Excerpts from a pointing dataset
========

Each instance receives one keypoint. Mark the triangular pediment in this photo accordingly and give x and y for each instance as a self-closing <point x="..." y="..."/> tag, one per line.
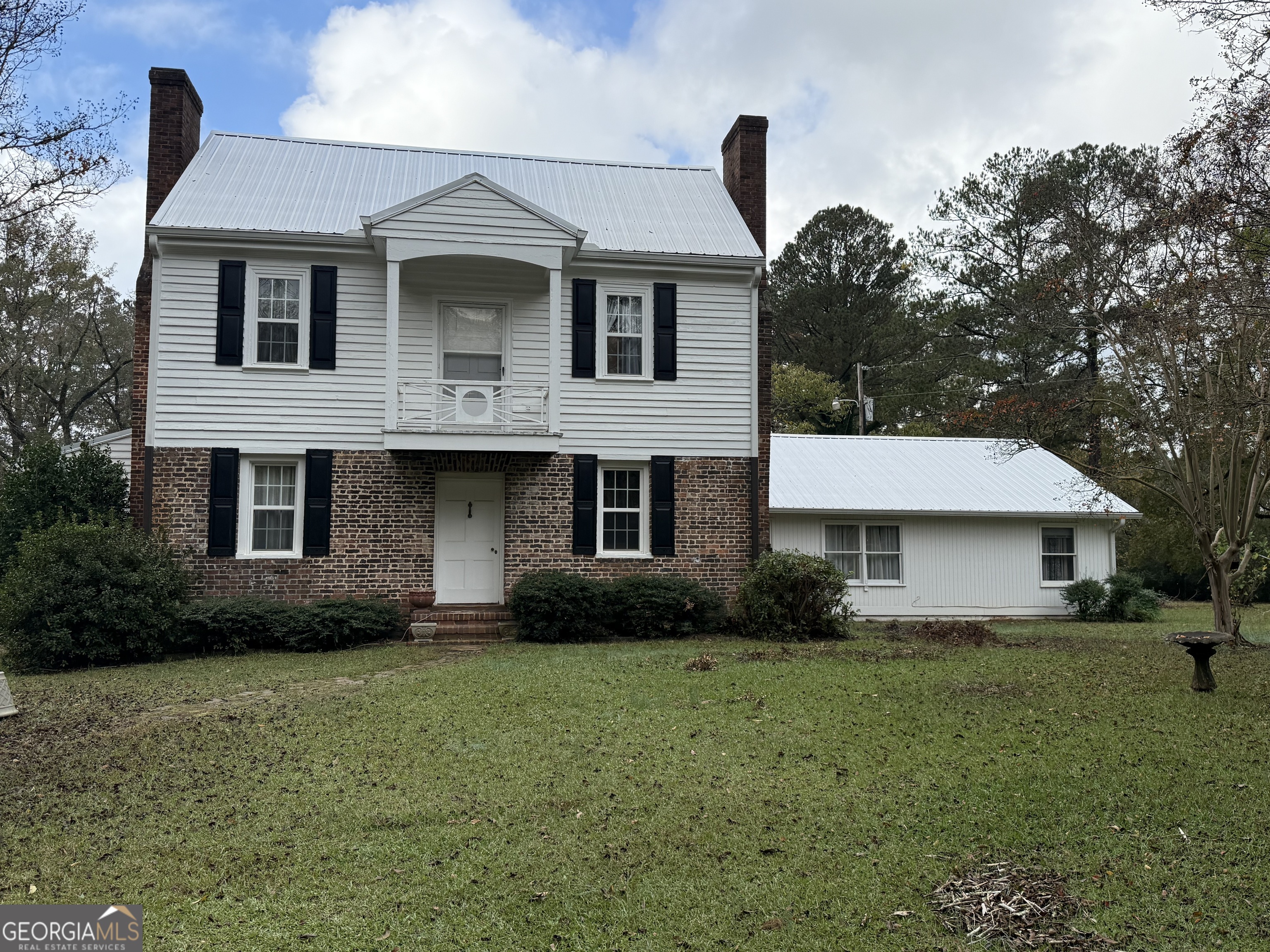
<point x="477" y="207"/>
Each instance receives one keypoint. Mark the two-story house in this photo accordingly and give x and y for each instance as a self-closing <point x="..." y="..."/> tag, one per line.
<point x="366" y="369"/>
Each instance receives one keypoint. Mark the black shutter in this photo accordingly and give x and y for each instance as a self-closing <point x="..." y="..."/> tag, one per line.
<point x="583" y="329"/>
<point x="223" y="511"/>
<point x="585" y="487"/>
<point x="665" y="359"/>
<point x="322" y="320"/>
<point x="662" y="500"/>
<point x="318" y="502"/>
<point x="230" y="306"/>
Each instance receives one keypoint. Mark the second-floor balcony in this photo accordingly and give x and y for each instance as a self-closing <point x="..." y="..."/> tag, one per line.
<point x="472" y="407"/>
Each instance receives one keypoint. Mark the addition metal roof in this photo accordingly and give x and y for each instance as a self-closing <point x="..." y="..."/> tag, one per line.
<point x="280" y="184"/>
<point x="930" y="475"/>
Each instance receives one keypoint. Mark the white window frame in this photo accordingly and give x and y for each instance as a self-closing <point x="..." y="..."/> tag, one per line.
<point x="602" y="293"/>
<point x="440" y="304"/>
<point x="646" y="525"/>
<point x="1042" y="554"/>
<point x="247" y="498"/>
<point x="865" y="582"/>
<point x="251" y="347"/>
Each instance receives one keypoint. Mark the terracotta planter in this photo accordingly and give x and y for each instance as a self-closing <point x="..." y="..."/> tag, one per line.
<point x="423" y="598"/>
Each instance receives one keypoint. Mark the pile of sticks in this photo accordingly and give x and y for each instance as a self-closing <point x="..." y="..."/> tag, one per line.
<point x="1014" y="907"/>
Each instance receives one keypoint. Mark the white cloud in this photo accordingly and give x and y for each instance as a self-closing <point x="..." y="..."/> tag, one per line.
<point x="119" y="220"/>
<point x="877" y="105"/>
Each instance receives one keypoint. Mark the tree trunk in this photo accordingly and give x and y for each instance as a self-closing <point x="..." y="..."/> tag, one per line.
<point x="1220" y="585"/>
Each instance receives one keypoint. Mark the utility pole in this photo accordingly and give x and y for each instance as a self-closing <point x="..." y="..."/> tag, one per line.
<point x="860" y="395"/>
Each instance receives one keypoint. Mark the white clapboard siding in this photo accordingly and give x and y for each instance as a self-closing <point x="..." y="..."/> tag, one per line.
<point x="431" y="281"/>
<point x="198" y="403"/>
<point x="705" y="412"/>
<point x="474" y="214"/>
<point x="962" y="566"/>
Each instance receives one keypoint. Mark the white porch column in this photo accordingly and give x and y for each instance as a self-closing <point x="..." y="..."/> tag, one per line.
<point x="554" y="343"/>
<point x="390" y="348"/>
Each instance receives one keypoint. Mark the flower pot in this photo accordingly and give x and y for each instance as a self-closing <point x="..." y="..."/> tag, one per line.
<point x="423" y="598"/>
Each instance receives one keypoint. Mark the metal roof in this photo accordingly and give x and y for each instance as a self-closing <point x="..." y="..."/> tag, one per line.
<point x="272" y="183"/>
<point x="930" y="475"/>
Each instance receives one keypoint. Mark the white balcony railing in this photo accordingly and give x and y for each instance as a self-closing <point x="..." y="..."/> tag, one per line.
<point x="473" y="407"/>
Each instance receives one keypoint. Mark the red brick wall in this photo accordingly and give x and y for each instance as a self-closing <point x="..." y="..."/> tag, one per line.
<point x="383" y="521"/>
<point x="176" y="116"/>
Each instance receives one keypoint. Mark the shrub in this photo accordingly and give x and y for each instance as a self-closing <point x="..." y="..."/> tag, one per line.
<point x="1129" y="601"/>
<point x="232" y="625"/>
<point x="43" y="487"/>
<point x="554" y="606"/>
<point x="341" y="622"/>
<point x="1085" y="598"/>
<point x="789" y="596"/>
<point x="661" y="607"/>
<point x="95" y="593"/>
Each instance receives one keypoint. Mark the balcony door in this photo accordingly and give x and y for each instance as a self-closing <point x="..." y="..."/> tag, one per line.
<point x="469" y="539"/>
<point x="473" y="339"/>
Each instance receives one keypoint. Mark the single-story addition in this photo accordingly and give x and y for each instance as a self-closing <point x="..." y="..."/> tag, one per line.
<point x="944" y="527"/>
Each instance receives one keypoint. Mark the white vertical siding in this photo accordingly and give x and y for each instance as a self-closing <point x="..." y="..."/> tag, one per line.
<point x="969" y="566"/>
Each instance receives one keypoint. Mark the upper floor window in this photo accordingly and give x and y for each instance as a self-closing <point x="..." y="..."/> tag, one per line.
<point x="277" y="320"/>
<point x="876" y="563"/>
<point x="1057" y="554"/>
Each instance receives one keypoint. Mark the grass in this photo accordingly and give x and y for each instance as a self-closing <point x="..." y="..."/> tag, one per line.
<point x="601" y="796"/>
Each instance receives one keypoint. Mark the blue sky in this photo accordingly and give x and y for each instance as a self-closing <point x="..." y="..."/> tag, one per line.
<point x="871" y="103"/>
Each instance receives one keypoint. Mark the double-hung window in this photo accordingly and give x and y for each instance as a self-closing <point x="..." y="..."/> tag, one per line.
<point x="277" y="333"/>
<point x="627" y="315"/>
<point x="624" y="511"/>
<point x="877" y="563"/>
<point x="270" y="509"/>
<point x="1057" y="555"/>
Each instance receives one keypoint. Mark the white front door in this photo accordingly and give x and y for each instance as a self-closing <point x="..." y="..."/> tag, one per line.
<point x="469" y="539"/>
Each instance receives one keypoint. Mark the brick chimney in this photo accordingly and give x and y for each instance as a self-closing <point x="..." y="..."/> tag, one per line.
<point x="745" y="173"/>
<point x="176" y="113"/>
<point x="745" y="176"/>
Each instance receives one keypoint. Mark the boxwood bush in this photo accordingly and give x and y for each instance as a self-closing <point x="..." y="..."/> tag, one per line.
<point x="789" y="596"/>
<point x="661" y="607"/>
<point x="553" y="606"/>
<point x="97" y="593"/>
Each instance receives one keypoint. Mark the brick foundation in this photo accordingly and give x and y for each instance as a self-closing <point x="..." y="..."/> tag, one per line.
<point x="383" y="524"/>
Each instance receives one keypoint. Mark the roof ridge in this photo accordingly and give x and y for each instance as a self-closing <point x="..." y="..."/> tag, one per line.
<point x="389" y="146"/>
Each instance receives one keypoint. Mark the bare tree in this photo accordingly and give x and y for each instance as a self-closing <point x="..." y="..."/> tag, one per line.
<point x="56" y="160"/>
<point x="65" y="337"/>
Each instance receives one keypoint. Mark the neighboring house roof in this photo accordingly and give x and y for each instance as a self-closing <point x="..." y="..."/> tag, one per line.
<point x="930" y="475"/>
<point x="272" y="183"/>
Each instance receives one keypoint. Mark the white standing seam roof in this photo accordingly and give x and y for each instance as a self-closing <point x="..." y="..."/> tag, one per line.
<point x="272" y="183"/>
<point x="930" y="475"/>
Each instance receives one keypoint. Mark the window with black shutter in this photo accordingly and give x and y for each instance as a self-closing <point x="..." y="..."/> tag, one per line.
<point x="318" y="478"/>
<point x="583" y="328"/>
<point x="230" y="306"/>
<point x="665" y="345"/>
<point x="585" y="486"/>
<point x="662" y="505"/>
<point x="322" y="321"/>
<point x="223" y="509"/>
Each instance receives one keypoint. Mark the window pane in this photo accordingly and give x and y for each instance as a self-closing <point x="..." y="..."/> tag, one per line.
<point x="479" y="329"/>
<point x="846" y="563"/>
<point x="275" y="486"/>
<point x="625" y="314"/>
<point x="277" y="342"/>
<point x="1058" y="568"/>
<point x="1058" y="540"/>
<point x="883" y="568"/>
<point x="625" y="356"/>
<point x="272" y="528"/>
<point x="882" y="539"/>
<point x="841" y="539"/>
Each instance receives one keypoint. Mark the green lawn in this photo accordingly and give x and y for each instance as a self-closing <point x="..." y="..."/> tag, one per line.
<point x="602" y="797"/>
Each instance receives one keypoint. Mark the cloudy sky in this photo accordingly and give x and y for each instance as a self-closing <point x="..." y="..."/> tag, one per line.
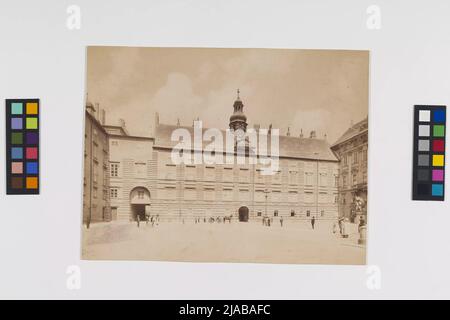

========

REQUIRED WORK
Which lines in the records above contain the string "tree", with case counting? Pick out each such line and copy it in full.

SOLUTION FOR THIS EXERCISE
Each instance receives one keypoint. Mark the tree trunk in this photo accordingly and give x and y for each instance as a self-closing <point x="..." y="..."/> tag, one per line.
Each instance receives one keypoint. Mark the bare tree in this photo accordingly and give x and y for each instance as a self-closing <point x="..." y="..."/> tag, one per line.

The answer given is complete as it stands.